** START OF LISTED ENTRIES **
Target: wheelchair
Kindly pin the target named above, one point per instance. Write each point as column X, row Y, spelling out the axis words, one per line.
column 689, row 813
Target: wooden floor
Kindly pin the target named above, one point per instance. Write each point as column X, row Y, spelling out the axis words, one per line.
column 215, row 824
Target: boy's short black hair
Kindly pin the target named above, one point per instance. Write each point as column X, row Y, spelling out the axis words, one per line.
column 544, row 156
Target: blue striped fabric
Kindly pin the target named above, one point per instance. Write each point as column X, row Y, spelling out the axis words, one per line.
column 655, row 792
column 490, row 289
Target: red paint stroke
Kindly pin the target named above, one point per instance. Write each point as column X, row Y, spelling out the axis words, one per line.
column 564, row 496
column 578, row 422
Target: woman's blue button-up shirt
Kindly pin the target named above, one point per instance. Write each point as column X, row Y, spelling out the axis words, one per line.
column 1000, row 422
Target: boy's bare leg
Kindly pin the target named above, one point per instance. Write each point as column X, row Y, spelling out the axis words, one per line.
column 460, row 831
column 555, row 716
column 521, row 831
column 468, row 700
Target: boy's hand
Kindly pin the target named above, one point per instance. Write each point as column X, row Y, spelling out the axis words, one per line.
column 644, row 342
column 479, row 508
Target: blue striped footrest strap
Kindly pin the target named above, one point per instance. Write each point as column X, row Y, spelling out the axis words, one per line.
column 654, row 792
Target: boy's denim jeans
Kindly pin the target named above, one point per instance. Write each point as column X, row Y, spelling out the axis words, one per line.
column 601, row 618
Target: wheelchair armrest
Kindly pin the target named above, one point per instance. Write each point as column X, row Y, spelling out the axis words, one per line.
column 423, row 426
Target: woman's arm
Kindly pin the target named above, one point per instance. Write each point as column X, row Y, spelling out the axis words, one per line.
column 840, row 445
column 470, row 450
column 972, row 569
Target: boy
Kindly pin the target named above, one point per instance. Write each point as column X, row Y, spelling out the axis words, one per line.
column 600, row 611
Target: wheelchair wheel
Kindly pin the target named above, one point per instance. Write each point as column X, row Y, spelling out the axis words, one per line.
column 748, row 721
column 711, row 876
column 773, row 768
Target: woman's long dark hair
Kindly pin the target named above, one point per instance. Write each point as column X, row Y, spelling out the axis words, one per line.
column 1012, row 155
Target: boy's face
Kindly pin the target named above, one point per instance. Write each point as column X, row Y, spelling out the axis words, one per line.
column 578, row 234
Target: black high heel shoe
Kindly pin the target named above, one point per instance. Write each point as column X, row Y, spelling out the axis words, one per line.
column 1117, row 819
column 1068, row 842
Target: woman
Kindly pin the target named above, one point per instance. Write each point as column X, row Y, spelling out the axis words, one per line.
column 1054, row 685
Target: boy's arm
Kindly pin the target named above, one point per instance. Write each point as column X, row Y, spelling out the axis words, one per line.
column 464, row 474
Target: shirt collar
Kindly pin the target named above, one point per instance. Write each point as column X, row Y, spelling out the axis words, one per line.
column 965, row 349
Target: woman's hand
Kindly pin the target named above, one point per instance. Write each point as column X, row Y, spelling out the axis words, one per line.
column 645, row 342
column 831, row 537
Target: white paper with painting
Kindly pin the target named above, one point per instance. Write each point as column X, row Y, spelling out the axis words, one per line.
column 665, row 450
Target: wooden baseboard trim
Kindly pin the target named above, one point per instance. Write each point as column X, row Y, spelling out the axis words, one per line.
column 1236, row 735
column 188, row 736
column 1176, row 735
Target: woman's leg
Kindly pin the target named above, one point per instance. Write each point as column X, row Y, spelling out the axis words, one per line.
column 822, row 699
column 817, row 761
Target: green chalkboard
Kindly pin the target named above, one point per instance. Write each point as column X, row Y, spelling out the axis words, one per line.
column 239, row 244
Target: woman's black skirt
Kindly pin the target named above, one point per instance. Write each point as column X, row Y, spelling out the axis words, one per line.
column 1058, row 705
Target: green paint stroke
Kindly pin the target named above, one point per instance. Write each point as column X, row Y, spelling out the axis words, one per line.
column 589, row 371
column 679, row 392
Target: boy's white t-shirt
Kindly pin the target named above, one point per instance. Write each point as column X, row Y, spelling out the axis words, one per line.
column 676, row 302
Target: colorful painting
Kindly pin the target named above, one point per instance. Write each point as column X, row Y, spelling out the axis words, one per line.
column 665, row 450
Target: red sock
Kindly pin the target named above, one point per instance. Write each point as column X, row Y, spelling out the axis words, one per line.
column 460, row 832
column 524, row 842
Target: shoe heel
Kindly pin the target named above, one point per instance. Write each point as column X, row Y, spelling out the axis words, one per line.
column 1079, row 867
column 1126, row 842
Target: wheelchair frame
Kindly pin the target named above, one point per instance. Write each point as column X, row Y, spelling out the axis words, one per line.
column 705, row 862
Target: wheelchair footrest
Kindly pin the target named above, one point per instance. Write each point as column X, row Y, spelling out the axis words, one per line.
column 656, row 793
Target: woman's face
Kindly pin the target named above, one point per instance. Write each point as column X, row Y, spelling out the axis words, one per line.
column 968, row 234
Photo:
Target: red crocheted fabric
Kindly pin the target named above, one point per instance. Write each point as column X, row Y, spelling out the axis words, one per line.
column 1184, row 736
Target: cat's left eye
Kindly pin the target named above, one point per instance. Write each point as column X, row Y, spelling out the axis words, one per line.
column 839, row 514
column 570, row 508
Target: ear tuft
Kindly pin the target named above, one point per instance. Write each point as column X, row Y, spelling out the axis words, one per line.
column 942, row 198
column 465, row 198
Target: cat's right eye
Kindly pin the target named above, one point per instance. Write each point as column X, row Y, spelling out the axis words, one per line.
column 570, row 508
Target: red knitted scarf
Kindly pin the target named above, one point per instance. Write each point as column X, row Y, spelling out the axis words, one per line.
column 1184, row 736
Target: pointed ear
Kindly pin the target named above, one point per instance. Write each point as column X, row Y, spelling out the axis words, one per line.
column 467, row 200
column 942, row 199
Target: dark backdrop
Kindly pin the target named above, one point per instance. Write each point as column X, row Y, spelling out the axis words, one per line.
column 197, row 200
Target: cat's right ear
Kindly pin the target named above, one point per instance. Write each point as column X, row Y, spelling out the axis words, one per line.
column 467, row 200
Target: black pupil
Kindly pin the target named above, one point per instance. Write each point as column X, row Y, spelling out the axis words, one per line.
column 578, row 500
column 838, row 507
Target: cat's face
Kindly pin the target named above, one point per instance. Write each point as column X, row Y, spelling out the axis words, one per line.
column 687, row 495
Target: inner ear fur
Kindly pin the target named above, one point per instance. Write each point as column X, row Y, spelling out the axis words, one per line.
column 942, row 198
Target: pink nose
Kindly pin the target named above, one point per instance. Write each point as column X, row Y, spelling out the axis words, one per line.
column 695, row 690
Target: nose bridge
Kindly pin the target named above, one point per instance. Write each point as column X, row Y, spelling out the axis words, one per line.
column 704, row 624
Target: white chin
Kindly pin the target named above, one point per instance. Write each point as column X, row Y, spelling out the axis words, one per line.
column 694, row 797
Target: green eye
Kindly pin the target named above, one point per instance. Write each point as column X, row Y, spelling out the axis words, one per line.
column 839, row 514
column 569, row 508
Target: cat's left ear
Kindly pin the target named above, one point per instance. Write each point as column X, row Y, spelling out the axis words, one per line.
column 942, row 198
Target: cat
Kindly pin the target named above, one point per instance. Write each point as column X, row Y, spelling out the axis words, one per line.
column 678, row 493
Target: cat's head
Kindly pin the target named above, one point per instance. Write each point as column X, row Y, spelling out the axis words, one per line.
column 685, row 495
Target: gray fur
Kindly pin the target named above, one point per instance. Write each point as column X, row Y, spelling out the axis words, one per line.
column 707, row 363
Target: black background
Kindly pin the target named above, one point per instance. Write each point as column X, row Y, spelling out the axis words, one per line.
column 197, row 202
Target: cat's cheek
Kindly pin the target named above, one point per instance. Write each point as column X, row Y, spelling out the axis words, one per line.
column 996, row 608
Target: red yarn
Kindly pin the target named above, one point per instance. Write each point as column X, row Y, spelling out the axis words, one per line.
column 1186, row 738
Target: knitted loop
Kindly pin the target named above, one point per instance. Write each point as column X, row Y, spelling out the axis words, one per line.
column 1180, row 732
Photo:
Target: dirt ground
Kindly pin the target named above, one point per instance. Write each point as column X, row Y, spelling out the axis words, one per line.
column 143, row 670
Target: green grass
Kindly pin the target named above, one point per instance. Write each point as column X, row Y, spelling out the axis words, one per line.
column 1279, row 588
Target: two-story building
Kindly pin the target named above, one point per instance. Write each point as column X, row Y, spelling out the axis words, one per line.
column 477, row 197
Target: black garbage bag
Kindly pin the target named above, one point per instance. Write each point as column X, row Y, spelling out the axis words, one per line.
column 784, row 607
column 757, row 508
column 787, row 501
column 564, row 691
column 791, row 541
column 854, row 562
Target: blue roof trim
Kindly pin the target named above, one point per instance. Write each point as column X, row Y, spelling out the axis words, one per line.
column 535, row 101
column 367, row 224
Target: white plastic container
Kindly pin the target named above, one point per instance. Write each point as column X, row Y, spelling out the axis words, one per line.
** END OF LISTED ENTRIES **
Reproduce the records verbatim, from the line containing "Target: wheelchair armrest" through the line containing "column 965, row 349", with both of those lines included.

**EXPECTED ANSWER**
Target: wheelchair armrest
Kindly pin the target named above, one point per instance. Write each point as column X, row Y, spelling out the axis words, one per line.
column 423, row 426
Target: woman's arm
Kindly pin the target named above, one point per instance. Write each point as column X, row Y, spelling out the axis words, one per line.
column 840, row 445
column 470, row 450
column 972, row 569
Target: boy
Kindly pin the target named above, one point per instance. Write each point as column X, row Y, spelling out the axis words, one per line.
column 600, row 611
Target: wheelchair wheel
Kindly pin the target named above, one point per instance. Write each point as column X, row Y, spelling out the axis words, one per line.
column 748, row 721
column 711, row 876
column 773, row 768
Target: woman's long dark hair
Kindly pin the target named above, one point per instance. Write each point as column X, row Y, spelling out the axis words, one per line.
column 1012, row 155
Target: boy's face
Kindly pin the target named above, one point per instance. Write each point as column X, row Y, spelling out the axis words, one per line.
column 578, row 234
Target: black high heel shoe
Kindly pin the target named above, one point per instance. Write each point as column X, row Y, spelling out the axis words, one per line.
column 1117, row 819
column 1068, row 842
Target: woman
Kindly pin the target named above, one point per instance. Write each point as column X, row Y, spelling out the axis words, one per line.
column 1054, row 685
Target: boy's arm
Kindly pin the target named above, one point per instance. Write each point as column X, row Y, spelling out the axis words, one per line.
column 464, row 474
Target: shirt collar
Kindly pin the target named above, one point per instance. Write each point as column X, row Y, spelling out the axis words, one per line.
column 965, row 349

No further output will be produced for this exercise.